Text to read
AMPI implements chunks as user-level threads so as to enable them to issue blocking receives. Alternatives are to use processes or kernel-level threads. However, process context switching is costly, because it means switching the page table, and flushing out cache-lines etc. Process migration is also costlier than thread migration, because it will serialize entire core image of a process, rather than only the useful part. Kernel-threads are typically preemptive, thus accessing any shared variable would mean use of locks or mutexes, thus increasing the overhead. Also, one needs OS support for migrating kernel threads from one process to another. With user-level threads, one has complete control over scheduling, and also can maintain information on the communication pattern among chunks, and their computational and memory requirements. Entire collection of chunks is implemented as a Charm++ array of objects, where each object has a user-level thread associated with it. All communication primitives of MPI, both blocking and non-blocking, have been implemented in AMPI.

Listing

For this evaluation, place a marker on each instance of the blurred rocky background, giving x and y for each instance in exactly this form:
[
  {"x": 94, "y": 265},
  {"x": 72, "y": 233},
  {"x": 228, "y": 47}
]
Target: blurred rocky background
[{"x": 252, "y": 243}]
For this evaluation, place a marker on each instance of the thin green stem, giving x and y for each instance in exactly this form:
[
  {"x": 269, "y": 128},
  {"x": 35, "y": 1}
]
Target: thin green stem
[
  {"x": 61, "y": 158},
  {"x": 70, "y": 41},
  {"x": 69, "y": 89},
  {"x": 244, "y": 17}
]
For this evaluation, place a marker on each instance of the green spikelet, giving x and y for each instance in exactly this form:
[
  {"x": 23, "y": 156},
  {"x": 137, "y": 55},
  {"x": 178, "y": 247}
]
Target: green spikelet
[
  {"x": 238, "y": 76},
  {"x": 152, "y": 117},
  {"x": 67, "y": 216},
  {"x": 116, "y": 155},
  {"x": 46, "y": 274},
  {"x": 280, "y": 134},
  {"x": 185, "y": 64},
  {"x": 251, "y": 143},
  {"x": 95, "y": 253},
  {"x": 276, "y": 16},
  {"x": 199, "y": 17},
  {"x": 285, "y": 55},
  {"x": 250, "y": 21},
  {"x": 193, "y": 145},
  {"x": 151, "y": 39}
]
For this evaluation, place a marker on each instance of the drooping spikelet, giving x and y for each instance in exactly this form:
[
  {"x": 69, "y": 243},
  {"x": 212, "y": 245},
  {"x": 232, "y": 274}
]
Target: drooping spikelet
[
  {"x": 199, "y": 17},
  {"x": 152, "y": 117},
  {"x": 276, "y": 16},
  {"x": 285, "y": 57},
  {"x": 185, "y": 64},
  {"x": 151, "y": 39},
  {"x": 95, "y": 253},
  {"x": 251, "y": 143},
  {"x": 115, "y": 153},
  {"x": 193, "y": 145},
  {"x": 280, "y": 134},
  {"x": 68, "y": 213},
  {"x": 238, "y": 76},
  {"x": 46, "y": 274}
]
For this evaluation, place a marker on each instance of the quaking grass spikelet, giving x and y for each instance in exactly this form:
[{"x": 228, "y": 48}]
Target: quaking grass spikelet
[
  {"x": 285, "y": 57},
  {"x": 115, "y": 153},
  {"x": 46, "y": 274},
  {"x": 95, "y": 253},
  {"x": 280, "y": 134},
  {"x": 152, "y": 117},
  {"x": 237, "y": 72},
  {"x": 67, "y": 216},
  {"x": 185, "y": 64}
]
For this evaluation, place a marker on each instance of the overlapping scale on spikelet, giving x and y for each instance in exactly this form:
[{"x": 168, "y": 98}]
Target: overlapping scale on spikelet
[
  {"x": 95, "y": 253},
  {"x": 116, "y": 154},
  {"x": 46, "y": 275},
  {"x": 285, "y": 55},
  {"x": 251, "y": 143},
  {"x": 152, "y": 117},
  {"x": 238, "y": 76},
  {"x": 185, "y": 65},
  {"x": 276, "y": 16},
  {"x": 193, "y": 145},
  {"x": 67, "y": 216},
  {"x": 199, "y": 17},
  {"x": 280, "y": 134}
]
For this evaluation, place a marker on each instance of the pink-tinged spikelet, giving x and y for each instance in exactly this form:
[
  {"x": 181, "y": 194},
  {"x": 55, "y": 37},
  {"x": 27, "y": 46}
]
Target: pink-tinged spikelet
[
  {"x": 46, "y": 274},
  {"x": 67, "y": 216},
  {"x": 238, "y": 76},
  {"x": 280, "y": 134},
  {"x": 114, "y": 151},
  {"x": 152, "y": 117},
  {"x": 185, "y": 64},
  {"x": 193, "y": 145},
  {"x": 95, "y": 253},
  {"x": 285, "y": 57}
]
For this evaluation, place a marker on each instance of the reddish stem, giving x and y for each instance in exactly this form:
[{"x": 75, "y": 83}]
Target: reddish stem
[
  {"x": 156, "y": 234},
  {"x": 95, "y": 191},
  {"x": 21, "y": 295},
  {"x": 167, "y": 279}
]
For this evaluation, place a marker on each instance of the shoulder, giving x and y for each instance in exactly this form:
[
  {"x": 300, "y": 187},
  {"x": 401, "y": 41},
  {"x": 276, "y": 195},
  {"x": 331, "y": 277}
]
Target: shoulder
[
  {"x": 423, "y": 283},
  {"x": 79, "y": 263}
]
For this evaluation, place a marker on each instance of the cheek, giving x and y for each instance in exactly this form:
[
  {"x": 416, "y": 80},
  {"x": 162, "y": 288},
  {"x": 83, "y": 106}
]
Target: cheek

The tasks
A. List the kinds of information about chunks that, according to the AMPI passage, user-level threads make it possible to maintain.
B. Render this sentence from the AMPI passage in Spanish: "Kernel-threads are typically preemptive, thus accessing any shared variable would mean use of locks or mutexes, thus increasing the overhead."
C. Pick up the AMPI passage after its final sentence and keep writing.
The records have no connection to the AMPI passage.

Task-by-task outputs
A.
- The communication pattern among chunks
- Their computational requirements
- Their memory requirements

B. Los hilos del kernel suelen ser apropiativos, por lo que acceder a cualquier variable compartida implicaría usar bloqueos o mutex, lo que aumenta la sobrecarga.

C.
Since multiple chunks are mapped to one processor, data that were originally processor-private are now shared among the chunks. Thus, to convert an MPI program to use AMPI, we need to localize these data. One can do this by clubbing together the processor-private data into a user-defined type, and by making a variable of this type a local variable of the main subroutine, so that it resides on the thread's stack. If the processor-private data is too large to be accommodated on the thread's stack, one can dynamically allocate data for each chunk. These data are then registered with the runtime system, which makes them available to each chunk in each subroutine. Thus, references to global variables have to be changed to an indirect reference via the registered chunk data pointer. One also has to write serialization subroutines that will be called by the runtime system, when it decides to migrate a chunk to another processor for load balancing.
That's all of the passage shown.